** start of Given information **
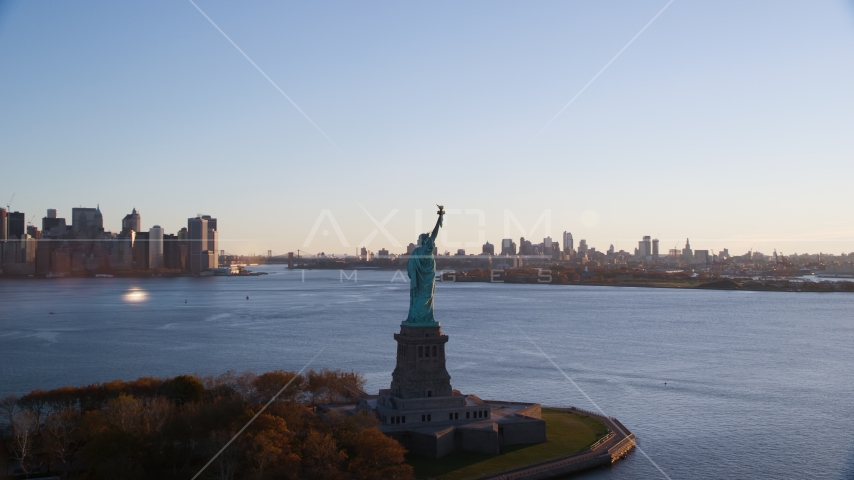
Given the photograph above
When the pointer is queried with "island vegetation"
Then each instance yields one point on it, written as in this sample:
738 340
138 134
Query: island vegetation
170 428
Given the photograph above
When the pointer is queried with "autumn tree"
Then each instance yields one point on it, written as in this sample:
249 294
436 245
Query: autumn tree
** end of Given information **
▸ Your objective: Omit the pictures and give the material again, exactly and in full.

▸ Expected answer:
Given the photograph above
When the pointer is queried with "island vegetation"
Then each instance yields one point on it, written as in this sample:
738 340
138 134
Query: island vegetation
170 428
Given the photograph above
When the pointer is queried with "autumn tree"
Then each instance yields one point on it, written as in this sample:
249 294
436 245
Query: autumn tree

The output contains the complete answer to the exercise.